_Problem to work on_
Without skipping anything, print all of the data exactly.

Point localization data:
▼
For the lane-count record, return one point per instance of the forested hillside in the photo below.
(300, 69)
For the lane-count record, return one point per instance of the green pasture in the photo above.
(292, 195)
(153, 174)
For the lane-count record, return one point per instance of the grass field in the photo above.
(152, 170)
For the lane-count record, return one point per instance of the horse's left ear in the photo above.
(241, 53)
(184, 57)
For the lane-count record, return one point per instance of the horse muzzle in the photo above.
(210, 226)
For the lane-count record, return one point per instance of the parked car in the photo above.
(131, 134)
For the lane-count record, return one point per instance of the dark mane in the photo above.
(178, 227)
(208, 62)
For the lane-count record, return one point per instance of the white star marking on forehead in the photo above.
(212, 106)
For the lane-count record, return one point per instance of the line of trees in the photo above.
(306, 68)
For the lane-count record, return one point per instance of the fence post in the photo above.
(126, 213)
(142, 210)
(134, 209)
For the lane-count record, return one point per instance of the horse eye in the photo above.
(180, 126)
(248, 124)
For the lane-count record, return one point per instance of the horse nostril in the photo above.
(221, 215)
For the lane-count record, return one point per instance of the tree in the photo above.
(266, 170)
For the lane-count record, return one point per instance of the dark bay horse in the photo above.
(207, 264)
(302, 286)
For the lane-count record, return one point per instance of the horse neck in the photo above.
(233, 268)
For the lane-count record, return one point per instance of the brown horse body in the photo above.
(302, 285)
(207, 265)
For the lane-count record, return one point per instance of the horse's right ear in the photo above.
▲
_Answer for this exercise_
For the lane-count record, return one point per instance of the forested hillside in the photo below.
(300, 69)
For the lane-count record, return one point per instance of the green pasture in the photo above.
(292, 195)
(153, 174)
For the lane-count record, return one point per instance of the grass field in the photo above.
(152, 170)
For the lane-count record, return one point per instance of the horse's left ear in the photo above.
(241, 53)
(184, 57)
For the lane-count record, return one point per instance of the horse muzzle in the photo above.
(210, 226)
For the lane-count record, return one point per instance of the parked car in the photo above.
(131, 134)
For the lane-count record, return one point per instance of the dark mane in the photo above.
(178, 227)
(208, 62)
For the lane-count record, return one point per instance of the white star marking on forehead in the photo above.
(212, 106)
For the lane-count record, return one point per instance of the line of trees in the photo above.
(306, 68)
For the lane-count record, return one point per instance of the fence post in the photo above.
(126, 213)
(142, 210)
(134, 209)
For the lane-count record, return one point per instance of the horse eye in the photo above.
(180, 126)
(248, 124)
For the lane-count record, return one point per instance of the horse nostril in the photo above.
(221, 215)
For the lane-count record, return one point per instance of the tree in the photo above.
(266, 170)
For the lane-count record, return one point per instance of the dark bay horse in the photo above.
(207, 264)
(302, 286)
For the lane-count record, return one point per instance of the horse neck in the photo above.
(233, 268)
For the lane-count record, return one point per instance of the brown horse body in the photo above.
(302, 285)
(207, 265)
For the lane-count record, return one point per instance of the horse's right ear in the photo above.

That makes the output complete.